• **Task to carry out**
The task calls for the count of lines containing "door" in these records, given as a number with no other words.

___ Task input ___

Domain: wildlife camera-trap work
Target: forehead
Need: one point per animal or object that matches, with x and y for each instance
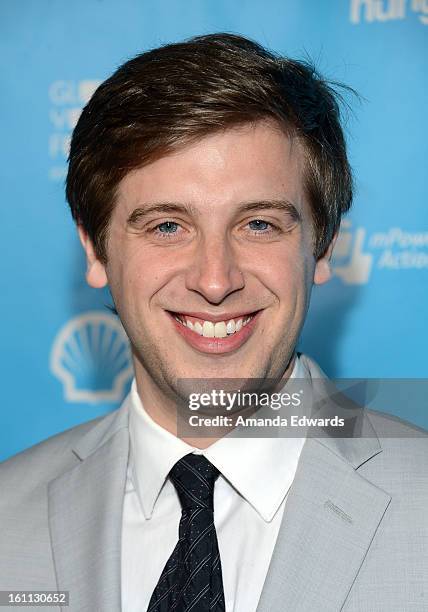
(221, 170)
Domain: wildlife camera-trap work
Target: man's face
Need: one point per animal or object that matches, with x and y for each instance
(210, 258)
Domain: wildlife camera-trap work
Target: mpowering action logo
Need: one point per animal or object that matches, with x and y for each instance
(387, 10)
(356, 254)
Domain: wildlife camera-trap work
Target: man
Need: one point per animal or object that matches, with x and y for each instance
(207, 180)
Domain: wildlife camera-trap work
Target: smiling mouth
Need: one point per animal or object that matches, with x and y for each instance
(214, 329)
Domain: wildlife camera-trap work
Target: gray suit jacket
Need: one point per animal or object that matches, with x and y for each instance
(354, 536)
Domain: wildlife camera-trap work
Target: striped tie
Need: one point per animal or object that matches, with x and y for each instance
(191, 580)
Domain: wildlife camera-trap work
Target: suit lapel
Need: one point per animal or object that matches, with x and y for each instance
(85, 517)
(330, 518)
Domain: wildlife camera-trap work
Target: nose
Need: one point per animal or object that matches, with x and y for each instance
(214, 272)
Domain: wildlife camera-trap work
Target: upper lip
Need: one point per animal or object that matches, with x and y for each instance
(206, 316)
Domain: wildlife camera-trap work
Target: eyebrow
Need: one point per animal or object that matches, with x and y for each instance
(141, 212)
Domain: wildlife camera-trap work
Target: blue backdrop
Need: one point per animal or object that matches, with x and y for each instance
(63, 358)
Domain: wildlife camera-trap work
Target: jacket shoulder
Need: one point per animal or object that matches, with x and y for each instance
(45, 460)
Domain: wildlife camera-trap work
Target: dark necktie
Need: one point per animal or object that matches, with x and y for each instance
(191, 580)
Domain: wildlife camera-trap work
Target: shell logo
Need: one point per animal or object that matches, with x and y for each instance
(92, 358)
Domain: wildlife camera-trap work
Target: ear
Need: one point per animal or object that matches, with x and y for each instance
(322, 267)
(95, 271)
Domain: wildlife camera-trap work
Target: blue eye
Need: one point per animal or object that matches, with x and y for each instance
(259, 224)
(167, 227)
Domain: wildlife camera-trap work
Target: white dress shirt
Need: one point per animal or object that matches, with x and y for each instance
(249, 499)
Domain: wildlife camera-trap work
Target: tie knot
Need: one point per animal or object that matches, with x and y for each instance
(194, 477)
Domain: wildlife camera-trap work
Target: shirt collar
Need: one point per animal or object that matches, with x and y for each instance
(260, 469)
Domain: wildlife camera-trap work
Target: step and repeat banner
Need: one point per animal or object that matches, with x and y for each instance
(64, 357)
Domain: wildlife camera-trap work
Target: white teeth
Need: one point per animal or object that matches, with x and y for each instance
(230, 327)
(208, 329)
(220, 330)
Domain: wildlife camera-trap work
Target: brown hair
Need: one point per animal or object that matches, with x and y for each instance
(178, 93)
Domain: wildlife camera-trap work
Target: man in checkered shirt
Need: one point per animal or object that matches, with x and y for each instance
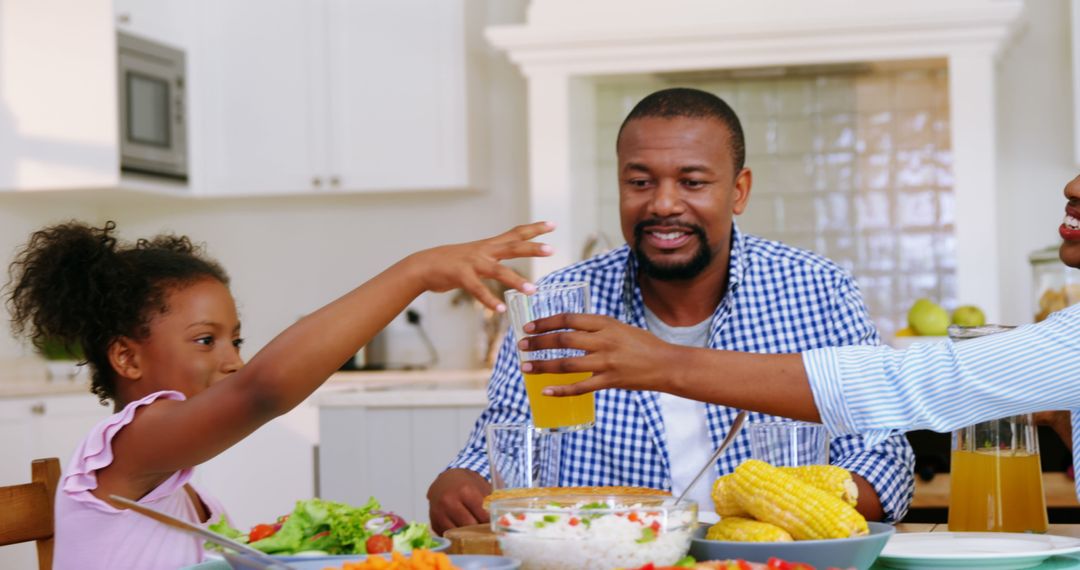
(690, 277)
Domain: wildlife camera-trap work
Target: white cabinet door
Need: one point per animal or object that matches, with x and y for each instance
(35, 428)
(17, 436)
(256, 87)
(162, 21)
(57, 95)
(262, 476)
(65, 421)
(393, 450)
(397, 94)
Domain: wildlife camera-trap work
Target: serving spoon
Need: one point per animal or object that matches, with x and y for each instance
(736, 428)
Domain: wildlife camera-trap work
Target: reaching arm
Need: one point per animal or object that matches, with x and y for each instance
(937, 385)
(173, 435)
(628, 357)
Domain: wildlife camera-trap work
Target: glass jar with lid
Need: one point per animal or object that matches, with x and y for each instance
(1055, 285)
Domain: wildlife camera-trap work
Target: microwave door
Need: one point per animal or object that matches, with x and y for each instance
(147, 121)
(152, 131)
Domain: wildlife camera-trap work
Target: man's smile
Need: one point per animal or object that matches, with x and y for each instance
(667, 238)
(1069, 229)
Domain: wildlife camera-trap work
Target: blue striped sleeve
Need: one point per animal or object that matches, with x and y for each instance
(944, 385)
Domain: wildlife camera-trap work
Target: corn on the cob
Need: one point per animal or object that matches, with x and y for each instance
(829, 478)
(804, 511)
(746, 530)
(724, 498)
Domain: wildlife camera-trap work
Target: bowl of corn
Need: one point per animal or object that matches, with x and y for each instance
(800, 514)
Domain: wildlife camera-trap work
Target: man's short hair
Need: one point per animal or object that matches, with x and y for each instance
(696, 104)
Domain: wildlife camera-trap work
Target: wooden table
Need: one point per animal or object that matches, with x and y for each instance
(1061, 530)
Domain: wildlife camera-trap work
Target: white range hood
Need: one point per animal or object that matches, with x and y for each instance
(565, 44)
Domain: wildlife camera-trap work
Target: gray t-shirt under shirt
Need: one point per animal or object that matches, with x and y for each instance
(689, 444)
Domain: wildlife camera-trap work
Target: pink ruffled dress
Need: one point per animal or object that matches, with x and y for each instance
(91, 534)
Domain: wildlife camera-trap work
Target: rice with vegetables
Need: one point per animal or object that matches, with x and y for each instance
(595, 535)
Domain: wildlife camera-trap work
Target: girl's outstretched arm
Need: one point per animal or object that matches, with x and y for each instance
(173, 435)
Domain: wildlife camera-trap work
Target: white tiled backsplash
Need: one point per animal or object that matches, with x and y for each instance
(852, 165)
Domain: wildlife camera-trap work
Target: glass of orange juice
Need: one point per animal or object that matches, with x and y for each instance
(549, 412)
(996, 480)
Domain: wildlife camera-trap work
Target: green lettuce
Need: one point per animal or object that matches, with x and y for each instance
(329, 527)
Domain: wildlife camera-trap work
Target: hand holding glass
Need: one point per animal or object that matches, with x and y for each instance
(550, 412)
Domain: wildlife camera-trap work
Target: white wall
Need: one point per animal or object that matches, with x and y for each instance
(1035, 148)
(288, 256)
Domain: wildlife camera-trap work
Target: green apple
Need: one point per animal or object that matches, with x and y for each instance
(928, 319)
(969, 315)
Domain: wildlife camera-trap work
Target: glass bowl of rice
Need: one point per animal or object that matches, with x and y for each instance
(593, 531)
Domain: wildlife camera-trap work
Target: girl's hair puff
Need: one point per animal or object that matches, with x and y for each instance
(79, 285)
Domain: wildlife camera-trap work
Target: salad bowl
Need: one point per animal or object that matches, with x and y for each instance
(593, 531)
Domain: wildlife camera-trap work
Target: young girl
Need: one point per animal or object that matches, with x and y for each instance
(159, 329)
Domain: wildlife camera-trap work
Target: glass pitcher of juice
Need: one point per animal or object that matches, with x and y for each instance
(996, 482)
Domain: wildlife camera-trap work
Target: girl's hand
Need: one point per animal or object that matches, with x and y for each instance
(618, 354)
(449, 267)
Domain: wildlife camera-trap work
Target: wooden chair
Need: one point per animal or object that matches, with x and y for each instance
(26, 511)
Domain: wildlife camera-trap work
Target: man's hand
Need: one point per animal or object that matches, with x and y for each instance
(456, 499)
(618, 354)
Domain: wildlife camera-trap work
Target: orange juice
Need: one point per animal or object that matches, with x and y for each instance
(996, 490)
(558, 414)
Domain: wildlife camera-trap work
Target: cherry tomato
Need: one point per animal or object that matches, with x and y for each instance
(378, 544)
(260, 531)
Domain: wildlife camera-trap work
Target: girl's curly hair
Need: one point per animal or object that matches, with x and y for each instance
(78, 285)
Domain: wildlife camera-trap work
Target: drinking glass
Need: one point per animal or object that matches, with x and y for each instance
(523, 456)
(788, 444)
(549, 412)
(996, 482)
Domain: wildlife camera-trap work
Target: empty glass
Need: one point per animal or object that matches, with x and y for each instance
(788, 444)
(523, 456)
(550, 412)
(996, 480)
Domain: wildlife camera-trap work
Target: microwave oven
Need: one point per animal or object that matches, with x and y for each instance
(153, 135)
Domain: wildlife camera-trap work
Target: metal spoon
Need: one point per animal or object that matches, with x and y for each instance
(736, 428)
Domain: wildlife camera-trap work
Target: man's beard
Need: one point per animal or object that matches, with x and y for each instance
(683, 271)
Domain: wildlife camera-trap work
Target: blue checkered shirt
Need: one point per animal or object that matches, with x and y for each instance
(779, 300)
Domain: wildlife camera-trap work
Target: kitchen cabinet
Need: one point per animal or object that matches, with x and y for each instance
(293, 96)
(396, 93)
(32, 428)
(262, 476)
(256, 95)
(165, 22)
(331, 95)
(392, 445)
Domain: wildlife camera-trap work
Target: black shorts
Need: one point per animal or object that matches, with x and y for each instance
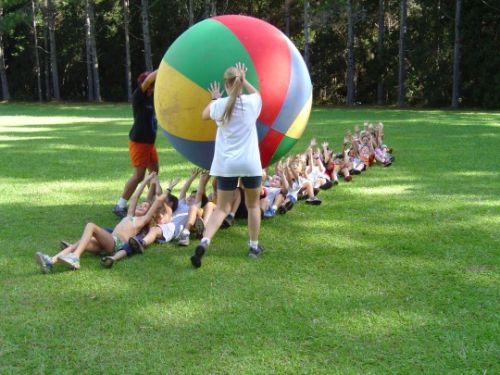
(231, 183)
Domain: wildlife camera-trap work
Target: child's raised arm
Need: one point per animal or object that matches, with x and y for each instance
(202, 185)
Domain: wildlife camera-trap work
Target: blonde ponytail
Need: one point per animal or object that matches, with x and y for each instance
(233, 81)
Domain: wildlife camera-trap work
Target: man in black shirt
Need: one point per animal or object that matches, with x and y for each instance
(142, 138)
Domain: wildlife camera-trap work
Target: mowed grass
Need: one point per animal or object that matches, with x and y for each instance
(396, 272)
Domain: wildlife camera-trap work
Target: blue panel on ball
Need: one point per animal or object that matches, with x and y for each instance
(298, 93)
(198, 153)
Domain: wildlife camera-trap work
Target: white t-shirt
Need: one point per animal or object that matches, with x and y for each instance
(236, 144)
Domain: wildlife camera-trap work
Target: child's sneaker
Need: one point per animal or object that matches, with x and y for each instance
(255, 252)
(183, 239)
(70, 260)
(198, 254)
(136, 244)
(107, 262)
(44, 261)
(289, 205)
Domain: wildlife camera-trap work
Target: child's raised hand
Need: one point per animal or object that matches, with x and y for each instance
(214, 90)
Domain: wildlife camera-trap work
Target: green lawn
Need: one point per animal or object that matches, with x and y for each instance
(396, 272)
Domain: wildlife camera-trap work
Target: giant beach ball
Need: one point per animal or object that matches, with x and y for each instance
(200, 56)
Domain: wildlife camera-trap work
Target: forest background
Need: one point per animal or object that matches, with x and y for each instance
(422, 53)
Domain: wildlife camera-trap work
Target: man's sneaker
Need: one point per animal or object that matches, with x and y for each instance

___

• **Result of this task**
2